EXERCISE TASK A. According to the passage on H. Rider Haggard, how much money did he make in total from his first two novels?

SOURCE EXCERPT.

While reading for the bar in England in the early 1880s, H. Rider Haggard started writing novels (imitating one of his brothers who'd done the same as family entertainment). He published
Dawn (1884) and
The Witch's Head (1885), made a total of £50 on the both of them (historian Thomas Pocock dismisses these early Haggardian domestic fictions as "potboilers"), and upon these financial failures, returned perhaps more eagerly to the study of the law. Prior to hitting the scene as "King Romance" with the publication of
King Solomon's Mines (1885) and
She (1887), Haggard was preparing for a career in the newly consolidated Probate, Divorce and Admiralty Division of the High Court. During this period, he also did some reporting on probate and divorce cases. He mentions a "celebrated" divorce case in his 1882 history
Cetywayo & His White Neighbor. The Probate and Divorce Courts also figure in
Beatrice and more prominently in
Mr. Meeson's Will. For this Vic-geek, it's an interesting mental parlor game to imagine Haggard as a divorce lawyer. Make it anachronistic, and have Haggard help George Henry Lewes divorce his wife and make an honest woman of George Eliot! The biographers all claim he was preoccupied with his first love, "Lily," that he may have had an (emotional?) affair with an Agnes Someone, and that he was rather dissatisfied with his wife Louie--the mother of, among other children, daughters Lilias and Agnes... ahem. I wonder if Haggard was as preoccupied with divorce as he was with disinheritance (a common theme in his domestic fictions)?

MATERIAL FOR THIS TASK.

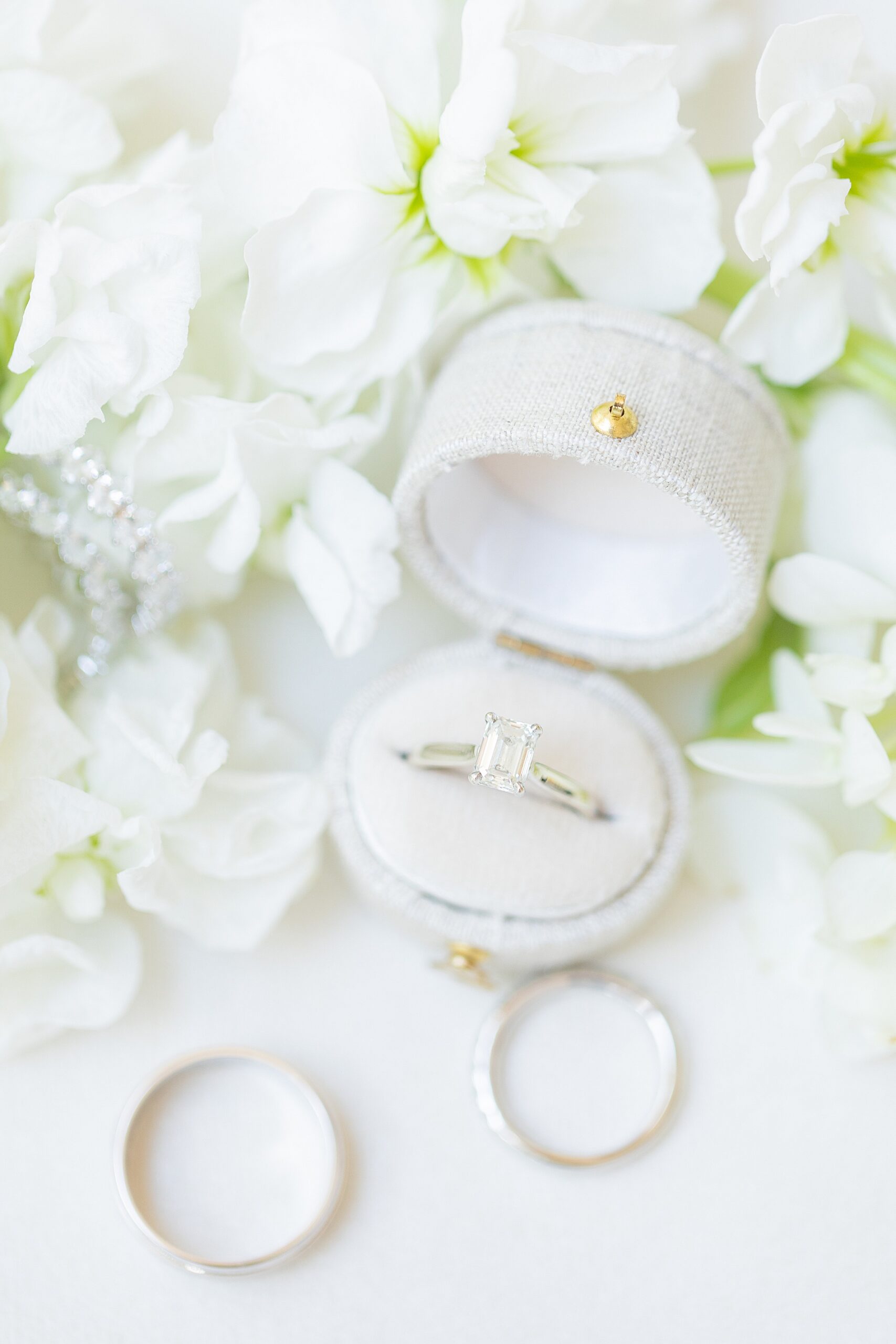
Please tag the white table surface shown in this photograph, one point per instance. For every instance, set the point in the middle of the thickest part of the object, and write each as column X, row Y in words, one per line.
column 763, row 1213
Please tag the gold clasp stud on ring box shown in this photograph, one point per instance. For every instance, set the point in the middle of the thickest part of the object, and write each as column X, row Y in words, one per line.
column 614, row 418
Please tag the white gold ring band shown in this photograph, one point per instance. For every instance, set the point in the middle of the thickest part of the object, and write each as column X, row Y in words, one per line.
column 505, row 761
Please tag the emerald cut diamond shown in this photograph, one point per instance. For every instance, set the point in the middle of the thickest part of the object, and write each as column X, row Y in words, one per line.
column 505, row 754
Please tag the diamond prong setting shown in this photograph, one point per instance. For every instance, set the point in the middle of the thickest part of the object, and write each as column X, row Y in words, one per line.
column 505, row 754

EXERCISE TASK B. Rewrite the rows starting at the one that contains "Please tag the diamond" and ending at the last row, swapping "prong" for "bezel" and leaving everything else unchanged. Give only those rows.

TASK ANSWER A. £50

TASK ANSWER B.
Please tag the diamond bezel setting shown in this photograph, one point per instance. For every instance, set the point in the middle of the thickest part of the object, and write each as column X, row Y in words, one per line.
column 505, row 754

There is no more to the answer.